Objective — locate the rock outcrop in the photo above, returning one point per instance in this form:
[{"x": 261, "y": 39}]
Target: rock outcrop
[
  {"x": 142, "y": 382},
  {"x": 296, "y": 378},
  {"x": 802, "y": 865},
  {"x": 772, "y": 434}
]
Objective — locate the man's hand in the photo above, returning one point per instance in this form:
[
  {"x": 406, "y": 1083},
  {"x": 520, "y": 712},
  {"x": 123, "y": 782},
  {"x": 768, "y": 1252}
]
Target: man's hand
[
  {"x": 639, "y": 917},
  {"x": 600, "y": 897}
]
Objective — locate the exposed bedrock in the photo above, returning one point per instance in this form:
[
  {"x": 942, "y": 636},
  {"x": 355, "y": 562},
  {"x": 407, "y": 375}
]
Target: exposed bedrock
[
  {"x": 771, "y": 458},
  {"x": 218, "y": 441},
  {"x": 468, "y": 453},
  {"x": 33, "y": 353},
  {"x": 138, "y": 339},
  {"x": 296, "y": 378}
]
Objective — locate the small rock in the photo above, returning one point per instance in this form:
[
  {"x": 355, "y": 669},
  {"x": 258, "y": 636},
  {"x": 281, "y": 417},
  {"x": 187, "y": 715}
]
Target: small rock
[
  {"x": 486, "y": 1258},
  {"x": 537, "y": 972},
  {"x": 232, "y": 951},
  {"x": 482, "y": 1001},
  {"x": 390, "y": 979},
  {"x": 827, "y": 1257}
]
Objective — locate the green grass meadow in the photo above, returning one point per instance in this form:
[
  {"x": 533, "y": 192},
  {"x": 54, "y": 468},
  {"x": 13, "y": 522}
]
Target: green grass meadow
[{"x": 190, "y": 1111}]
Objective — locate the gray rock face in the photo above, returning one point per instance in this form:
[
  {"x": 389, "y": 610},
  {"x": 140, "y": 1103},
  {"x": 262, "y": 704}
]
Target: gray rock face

■ EXERCISE DETAILS
Only lines that include "gray" belong in the answer; return them from the entries above.

■ EXERCISE SOLUTION
Objective — locate the gray rock face in the photo above, returning one point per instance in this form:
Target: gray rock face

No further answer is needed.